#### EXCERPTED TEXT

Term Life Insurance Rates for Seniors, What You Need

Insurance rates and policies have changed over the past year due to the global pandemic. Despite this, term life insurance is still an affordable insurance option for seniors compared to whole life insurance. It may be a little more straightforward and easier to understand as term insurance protects you for a limited number of years whereas whole life protection is full coverage until death. 

But even understanding the fundamental difference between the two, it is always good to understand some of the nitty-gritty that comes with term life insurance. That way you can choose the best rate and best policy. 

What Is Term Life?

Term life insurance is insurance that only offers protection for a predetermined amount of time. It could be 5, 10, 20, or 30, years of insurance. This is the major distinguisher between whole life and term life insurance. 

It often is referred to as “pure life insurance” because its primary function is to protect family members or beneficiaries in the event of your passing. While this may sound grim there are actually quite a few positives that can make term life insurance attractive. 

Positives

Term life insurance offers some great advantages such as:

  • Affordability
  • Flexibility
  • Good Starting Point
  • Ease of Understanding 

Affordability:

Term life insurance is one of the, if not the most affordable insurance policies on the market. This is because you are paying a fixed rate for a specific amount of time that was predetermined when you opened the policy.

The line of thinking is that insurance companies hope that they never have to pay out the death benefit or the policy because you will simply outlive the terms. In contrast, whole life insurance premiums are always much higher because the policy is always paid out. In term life insurance, it often expires first.

########

TASK DESCRIPTION >>
Reproduce the section of the term life insurance article above word for word, from "But even understanding" up to and including "Is Term Life?".

#### DATA FOR REVIEW

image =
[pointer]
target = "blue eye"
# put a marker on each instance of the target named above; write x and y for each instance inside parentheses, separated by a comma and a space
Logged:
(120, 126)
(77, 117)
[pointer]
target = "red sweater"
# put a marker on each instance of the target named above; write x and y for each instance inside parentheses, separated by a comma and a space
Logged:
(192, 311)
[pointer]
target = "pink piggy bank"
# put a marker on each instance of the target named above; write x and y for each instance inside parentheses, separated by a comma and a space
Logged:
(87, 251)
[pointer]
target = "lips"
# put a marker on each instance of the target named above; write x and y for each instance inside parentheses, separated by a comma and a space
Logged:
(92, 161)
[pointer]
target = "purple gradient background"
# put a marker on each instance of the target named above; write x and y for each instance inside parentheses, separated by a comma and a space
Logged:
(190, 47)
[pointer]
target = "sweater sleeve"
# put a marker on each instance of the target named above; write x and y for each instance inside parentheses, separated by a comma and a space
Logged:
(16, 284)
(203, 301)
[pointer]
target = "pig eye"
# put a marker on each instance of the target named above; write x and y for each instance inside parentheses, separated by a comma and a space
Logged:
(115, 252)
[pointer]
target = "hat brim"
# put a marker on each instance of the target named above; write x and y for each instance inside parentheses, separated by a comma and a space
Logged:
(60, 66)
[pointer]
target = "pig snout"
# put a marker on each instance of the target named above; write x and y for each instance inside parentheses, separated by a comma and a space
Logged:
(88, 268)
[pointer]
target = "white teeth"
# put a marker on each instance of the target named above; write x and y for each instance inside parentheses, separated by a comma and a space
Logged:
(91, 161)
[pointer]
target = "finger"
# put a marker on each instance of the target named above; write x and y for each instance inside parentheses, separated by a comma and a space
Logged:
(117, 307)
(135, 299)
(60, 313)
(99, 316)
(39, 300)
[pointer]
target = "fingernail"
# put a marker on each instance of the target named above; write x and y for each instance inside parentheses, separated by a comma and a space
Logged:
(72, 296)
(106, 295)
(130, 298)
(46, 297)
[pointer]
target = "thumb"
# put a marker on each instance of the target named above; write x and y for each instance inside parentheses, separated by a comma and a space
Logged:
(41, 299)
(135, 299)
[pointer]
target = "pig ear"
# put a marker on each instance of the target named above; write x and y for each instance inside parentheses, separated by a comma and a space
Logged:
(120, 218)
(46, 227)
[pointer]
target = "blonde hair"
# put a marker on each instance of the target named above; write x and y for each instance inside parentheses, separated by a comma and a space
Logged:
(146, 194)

########

COMPLETED TASK >>
But even understanding the fundamental difference between the two, it is always good to understand some of the nitty-gritty that comes with term life insurance. That way you can choose the best rate and best policy. 

What Is Term Life?